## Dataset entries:
○ ○ ○ ○ ○ ○ ○

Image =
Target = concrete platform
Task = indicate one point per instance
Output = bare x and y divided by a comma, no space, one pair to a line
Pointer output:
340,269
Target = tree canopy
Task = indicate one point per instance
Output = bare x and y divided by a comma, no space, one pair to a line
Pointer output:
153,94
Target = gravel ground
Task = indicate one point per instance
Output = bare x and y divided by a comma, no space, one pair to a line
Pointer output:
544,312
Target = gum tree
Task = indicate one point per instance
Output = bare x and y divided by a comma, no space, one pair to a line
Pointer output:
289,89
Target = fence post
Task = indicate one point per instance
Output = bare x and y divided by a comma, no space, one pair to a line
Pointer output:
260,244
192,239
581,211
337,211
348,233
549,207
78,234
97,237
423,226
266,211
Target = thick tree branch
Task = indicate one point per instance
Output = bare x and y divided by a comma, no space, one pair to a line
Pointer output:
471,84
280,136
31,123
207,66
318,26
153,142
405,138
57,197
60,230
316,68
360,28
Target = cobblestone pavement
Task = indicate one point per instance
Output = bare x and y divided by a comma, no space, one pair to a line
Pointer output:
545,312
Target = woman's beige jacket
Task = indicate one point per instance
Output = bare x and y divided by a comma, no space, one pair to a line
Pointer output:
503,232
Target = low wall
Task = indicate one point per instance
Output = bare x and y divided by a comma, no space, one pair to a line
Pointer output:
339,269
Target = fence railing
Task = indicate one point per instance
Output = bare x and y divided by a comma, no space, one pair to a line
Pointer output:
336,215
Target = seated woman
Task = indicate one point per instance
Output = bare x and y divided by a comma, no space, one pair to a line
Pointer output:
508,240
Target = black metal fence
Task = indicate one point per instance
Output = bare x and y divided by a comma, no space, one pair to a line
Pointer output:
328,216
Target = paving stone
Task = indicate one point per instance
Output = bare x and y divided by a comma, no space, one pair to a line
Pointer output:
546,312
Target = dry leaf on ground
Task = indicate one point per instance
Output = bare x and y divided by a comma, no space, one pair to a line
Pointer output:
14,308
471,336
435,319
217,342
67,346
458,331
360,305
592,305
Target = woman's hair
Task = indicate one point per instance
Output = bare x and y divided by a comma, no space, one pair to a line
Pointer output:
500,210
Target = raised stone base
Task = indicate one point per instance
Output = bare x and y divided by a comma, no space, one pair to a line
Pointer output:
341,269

○ ○ ○ ○ ○ ○ ○

## The task:
Report back every line of the entries in which "woman" occurs.

## Reply to the task:
Target = woman's beige jacket
Target = seated woman
Target = woman's hair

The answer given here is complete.